### ACTIVITY
Retype each line below precisely and omit all images.

### INPUT MATERIAL
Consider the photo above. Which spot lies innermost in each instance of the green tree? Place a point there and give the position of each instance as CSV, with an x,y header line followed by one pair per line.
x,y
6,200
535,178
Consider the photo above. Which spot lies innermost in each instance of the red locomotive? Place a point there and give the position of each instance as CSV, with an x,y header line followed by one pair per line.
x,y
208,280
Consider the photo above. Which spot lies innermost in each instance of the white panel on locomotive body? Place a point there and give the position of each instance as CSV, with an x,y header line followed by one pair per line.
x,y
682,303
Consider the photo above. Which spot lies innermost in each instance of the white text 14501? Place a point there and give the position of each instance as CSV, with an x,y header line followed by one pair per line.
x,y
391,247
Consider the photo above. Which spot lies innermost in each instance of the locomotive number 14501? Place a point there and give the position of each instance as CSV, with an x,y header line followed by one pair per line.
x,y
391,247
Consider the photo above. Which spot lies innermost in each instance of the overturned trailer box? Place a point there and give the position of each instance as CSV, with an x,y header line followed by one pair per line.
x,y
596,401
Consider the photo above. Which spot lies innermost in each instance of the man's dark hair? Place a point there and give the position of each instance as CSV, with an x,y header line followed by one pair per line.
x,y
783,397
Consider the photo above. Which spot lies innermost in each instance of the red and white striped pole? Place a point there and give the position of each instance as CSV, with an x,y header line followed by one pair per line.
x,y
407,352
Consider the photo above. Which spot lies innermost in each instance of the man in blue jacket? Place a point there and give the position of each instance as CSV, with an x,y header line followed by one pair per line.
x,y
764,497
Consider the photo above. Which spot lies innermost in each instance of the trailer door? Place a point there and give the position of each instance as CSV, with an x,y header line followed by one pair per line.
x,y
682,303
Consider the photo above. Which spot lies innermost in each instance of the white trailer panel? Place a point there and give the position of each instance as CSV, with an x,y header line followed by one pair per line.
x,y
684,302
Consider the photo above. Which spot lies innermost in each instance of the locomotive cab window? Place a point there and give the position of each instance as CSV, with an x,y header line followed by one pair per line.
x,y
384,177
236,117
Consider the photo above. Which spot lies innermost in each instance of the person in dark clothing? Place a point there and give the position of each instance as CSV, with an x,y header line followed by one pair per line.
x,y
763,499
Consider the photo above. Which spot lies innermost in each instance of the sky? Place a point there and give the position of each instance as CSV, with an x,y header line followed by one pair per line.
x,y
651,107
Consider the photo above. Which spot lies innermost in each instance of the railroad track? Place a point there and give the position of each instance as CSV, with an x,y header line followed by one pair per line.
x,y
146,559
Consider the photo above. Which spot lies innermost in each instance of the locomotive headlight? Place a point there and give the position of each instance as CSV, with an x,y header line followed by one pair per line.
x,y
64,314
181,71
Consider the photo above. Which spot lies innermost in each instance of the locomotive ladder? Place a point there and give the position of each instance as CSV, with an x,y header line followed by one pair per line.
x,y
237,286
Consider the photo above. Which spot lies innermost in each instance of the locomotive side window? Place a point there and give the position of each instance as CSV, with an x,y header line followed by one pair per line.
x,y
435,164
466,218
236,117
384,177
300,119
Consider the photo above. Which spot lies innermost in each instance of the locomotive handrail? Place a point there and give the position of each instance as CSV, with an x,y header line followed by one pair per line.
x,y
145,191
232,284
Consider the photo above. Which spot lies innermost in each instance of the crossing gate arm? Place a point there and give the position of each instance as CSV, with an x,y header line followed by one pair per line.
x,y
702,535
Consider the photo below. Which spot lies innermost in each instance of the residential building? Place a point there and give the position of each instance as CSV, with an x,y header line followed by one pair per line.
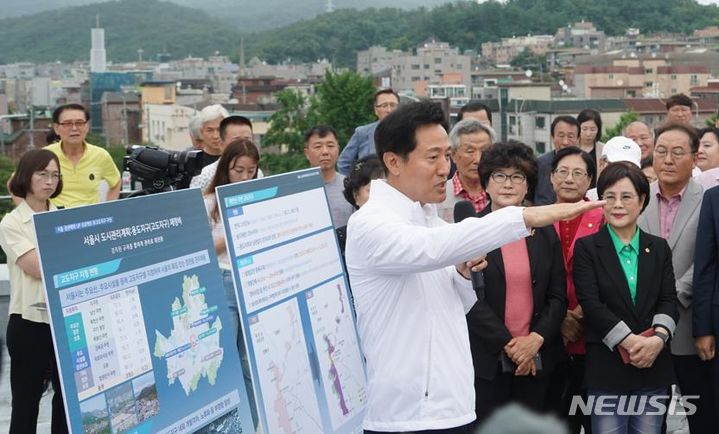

### EXERCISE OUTPUT
Consider the photo above. Which spot lies innermost in each instance of the green tree? Place a point there and give the position of each instance as CSV, with an x,y header line followed by one pair per line.
x,y
6,200
535,178
Consider the photo above. Which spot lies innermost in each instance of the red locomotive? Place a point there and give the position of each instance as CSV, with an x,y header line followed by one pair per line.
x,y
208,280
Consider the photo above. Which spot lies innermost in each instance of the white panel on locomotive body? Place a point there and give the position of each instance as CSV, with an x,y header line followed by one pair per line.
x,y
682,303
Consider the photo above. Which spot lies innermost in each instance of the white text 14501? Place a point there and give the position of each instance as CSV, with an x,y header line followed by one pair per line.
x,y
391,247
Consider the photo above. Which spot lies innermost in each instance of the locomotive number 14501? Place a point there and give the position of each instance as CSV, with an x,y header line followed by one pair per line.
x,y
391,247
Consider the photo above. Which spot lies innermost in each instance of the overturned trailer box? Place a point there and give the position of each instance as CSV, with an x,y header line followed by one pair per line.
x,y
596,401
Consider the photo above. Which spot lies innermost in each instance of the man's dark hair? Place a point there and give the position of each instance as CSV, with an x,y header line followed by one pair per line.
x,y
783,397
Consider the photo above. Which spot lies innermost in each instance of the red and white striped pole? Place a point there and give the position of each instance as CSV, with an x,y header line followed by one pair per line.
x,y
407,352
Consider the photo above. Which spot lies innermost in each instance of the man in blue jacket? Place a point there and give the position of each instance as CSV, with an x,y header line followed by one pair per line.
x,y
764,497
Consider the photo above. Which spot lies innermost in each instance of the trailer door? Place a point there and give the position of each instance as CSV, with an x,y header line followed by one pair per line.
x,y
682,303
Consider the photo above. Which spot lies innermost in each instance of the white trailer panel? Place a point there and give the position of each instance as CSV, with an x,y header line followed by one pair per line.
x,y
684,302
Consider the photo above. Which spot lies innermost in each instance of the locomotive cab window? Place a point there and give the position of each instance as CSV, with an x,y header line followed by one pair per line.
x,y
384,177
236,117
Consider the photo above. Which spot lies innermost in each instance of the person in dark clothing? Place a point there and give the position of each instance as CSV, with an x,y header line followed by one pair per line.
x,y
763,499
Consider the photo above. Which spot lies innermost in each instance of the sky? Place a point there and give the position of each instance as CSV, with an x,y header line followed by one pair per line.
x,y
651,107
Consider the photo above. Which spot lies innermost in each instance of the railroad track? Place a point there and give the position of each instance as CSV, with an x,y header line followed by one pair per line.
x,y
146,559
Consider the photo above. Which spot lies innermost in each instance of the locomotive headlight? Place a point there and give the position of each instance as CSV, with an x,y header line followed by one pair per line.
x,y
64,314
181,71
Consider the photo above. Which spot lies innermost in each instance of the locomotive ladder? Place a point there and give the position of each instance as CSV, with an x,y header line followed by one pair per line.
x,y
237,286
Consider the photo above. Which spot lies innermost in each instance of the locomotive side window? Place a point there and give the position of each instance as CSV, with an x,y header line followed by one pair per line.
x,y
435,164
466,218
236,117
384,177
300,119
Consider the photo above. Which spot lies innermost in each instance of the locomotive handrail? Place a point there and give the position of each instance as CSV, with an x,y header line followed by one pair per line.
x,y
145,191
232,284
Consider the photo above. Which spot lies innermost in each instance of the crossing gate arm? Place a point there and give the position of each instance as CSV, with an x,y header line followed by one pair per line.
x,y
702,535
Consider the photo below. Which spot lies innermost in each instance of the residential building? Place a point there and give the position of each instance as CSV, with an x,y header line followed by one pair per line.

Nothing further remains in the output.